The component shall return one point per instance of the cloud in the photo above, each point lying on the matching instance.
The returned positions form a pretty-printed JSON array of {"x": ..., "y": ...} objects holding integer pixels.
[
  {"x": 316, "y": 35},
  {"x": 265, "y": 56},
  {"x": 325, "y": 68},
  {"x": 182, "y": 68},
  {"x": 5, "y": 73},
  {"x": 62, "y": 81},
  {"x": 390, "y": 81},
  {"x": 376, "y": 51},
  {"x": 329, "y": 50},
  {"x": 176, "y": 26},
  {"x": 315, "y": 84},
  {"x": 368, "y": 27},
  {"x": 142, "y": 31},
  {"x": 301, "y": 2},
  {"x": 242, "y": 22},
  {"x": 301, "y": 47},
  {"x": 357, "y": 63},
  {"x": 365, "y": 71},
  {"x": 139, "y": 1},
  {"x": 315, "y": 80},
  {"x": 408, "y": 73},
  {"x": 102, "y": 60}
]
───
### WHAT YOU SHOULD DO
Give back every record exactly.

### EXPECTED ANSWER
The component shall return one point per instance of the cloud in the photo above, each point lying on the matching instance.
The returned positions form a pretty-printed JSON array of {"x": ..., "y": ...} objects holding integer pixels.
[
  {"x": 316, "y": 35},
  {"x": 265, "y": 56},
  {"x": 325, "y": 68},
  {"x": 182, "y": 68},
  {"x": 5, "y": 73},
  {"x": 62, "y": 81},
  {"x": 390, "y": 81},
  {"x": 376, "y": 51},
  {"x": 329, "y": 50},
  {"x": 176, "y": 26},
  {"x": 315, "y": 84},
  {"x": 368, "y": 27},
  {"x": 142, "y": 31},
  {"x": 301, "y": 2},
  {"x": 242, "y": 22},
  {"x": 301, "y": 47},
  {"x": 357, "y": 63},
  {"x": 365, "y": 71},
  {"x": 139, "y": 1},
  {"x": 315, "y": 80},
  {"x": 408, "y": 73},
  {"x": 102, "y": 60}
]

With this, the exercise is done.